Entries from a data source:
---+---
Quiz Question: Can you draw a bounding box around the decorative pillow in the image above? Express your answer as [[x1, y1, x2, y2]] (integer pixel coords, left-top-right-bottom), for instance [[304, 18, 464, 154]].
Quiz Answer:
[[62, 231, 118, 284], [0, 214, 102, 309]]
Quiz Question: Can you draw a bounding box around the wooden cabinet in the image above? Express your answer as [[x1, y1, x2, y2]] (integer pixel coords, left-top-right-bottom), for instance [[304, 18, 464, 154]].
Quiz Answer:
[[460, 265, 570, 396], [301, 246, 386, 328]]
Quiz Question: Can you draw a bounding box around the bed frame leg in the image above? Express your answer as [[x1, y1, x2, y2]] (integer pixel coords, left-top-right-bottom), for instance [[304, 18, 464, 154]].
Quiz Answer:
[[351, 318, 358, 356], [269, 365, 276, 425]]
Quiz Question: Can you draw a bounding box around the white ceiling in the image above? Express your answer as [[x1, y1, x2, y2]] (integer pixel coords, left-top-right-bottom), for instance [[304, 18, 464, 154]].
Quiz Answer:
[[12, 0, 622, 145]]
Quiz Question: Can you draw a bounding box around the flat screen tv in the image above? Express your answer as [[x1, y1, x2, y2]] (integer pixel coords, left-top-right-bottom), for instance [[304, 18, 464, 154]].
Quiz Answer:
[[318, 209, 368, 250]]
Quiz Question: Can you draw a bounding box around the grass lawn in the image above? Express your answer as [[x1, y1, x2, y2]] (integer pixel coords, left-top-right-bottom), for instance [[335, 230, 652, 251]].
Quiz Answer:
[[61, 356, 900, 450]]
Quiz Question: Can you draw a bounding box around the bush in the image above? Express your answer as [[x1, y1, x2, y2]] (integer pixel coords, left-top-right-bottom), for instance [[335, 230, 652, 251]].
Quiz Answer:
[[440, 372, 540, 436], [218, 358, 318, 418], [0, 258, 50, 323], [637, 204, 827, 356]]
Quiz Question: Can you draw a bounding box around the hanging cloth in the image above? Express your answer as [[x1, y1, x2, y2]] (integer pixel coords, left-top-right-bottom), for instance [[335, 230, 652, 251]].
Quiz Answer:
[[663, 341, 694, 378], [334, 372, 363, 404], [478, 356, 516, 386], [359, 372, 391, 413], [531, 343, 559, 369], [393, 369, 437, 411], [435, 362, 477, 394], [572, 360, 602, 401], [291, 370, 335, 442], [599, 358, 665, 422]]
---+---
__Given request__
Rewrite every line from the one containing "Quiz Question: Can you draw a bounding box around the bed" down to the end of the entries, both included, resizing each coordinate in the answers by multiplying it by 2.55 and rounding to a whole number, with halves rounded up. Leave all other wording and the sample coordinates unchanged.

__Finished task__
Quiz Question: Can you draw a bounding box around the bed frame leg in the image above? Express your answer as [[x1, y1, x2, y2]] (integer pixel coords, left-top-right-bottom), for instance [[304, 18, 464, 154]].
Quiz Answer:
[[895, 811, 913, 908], [686, 931, 704, 1084]]
Quiz Question: Can you draw a bounding box around the white ceiling in the image above? Express your answer as [[x1, y1, x2, y2]] (integer pixel coords, left-top-right-bottom), for instance [[304, 18, 464, 154]].
Quiz Answer:
[[31, 0, 1586, 370]]
Quiz Question: Can you draw a bounding box around the flat screen tv in the image above? Express your answer as [[x1, y1, x2, y2]] (integer pixel coords, left-top-right-bottom), for instance [[304, 18, 464, 154]].
Quiz Answer:
[[811, 533, 938, 638]]
Quiz Question: Can you draw a bounding box around the grass lawn in the image above? Express your answer as [[x1, y1, x2, y2]] (integer pixel coords, left-top-right-bottom), for instance [[335, 230, 652, 251]].
Quiz Answer:
[[156, 908, 2295, 1148]]
Quiz Question: Can you draw a bounding box around the bush in the image above? Express your answer as [[x1, y1, x2, y2]] (integer pixel coords, left-top-right-bottom), for instance [[335, 230, 652, 251]].
Quiz Answer:
[[1122, 949, 1377, 1112], [556, 913, 811, 1066], [0, 658, 128, 824], [1624, 520, 2109, 908]]
Quiz Question: Can you draw a bounding box around the hanging cloth in the image above? Express your answer as [[x1, y1, x2, y2]] (integer pixel coords, left-top-right-bottom), for instance [[335, 230, 652, 251]].
Quiz Answer:
[[1691, 870, 1770, 964], [852, 949, 926, 1030], [1219, 908, 1316, 984], [915, 949, 997, 1053], [1354, 875, 1425, 941], [1002, 941, 1114, 1048], [1109, 923, 1216, 1005], [1459, 918, 1535, 1023], [742, 944, 854, 1127], [1527, 913, 1696, 1076]]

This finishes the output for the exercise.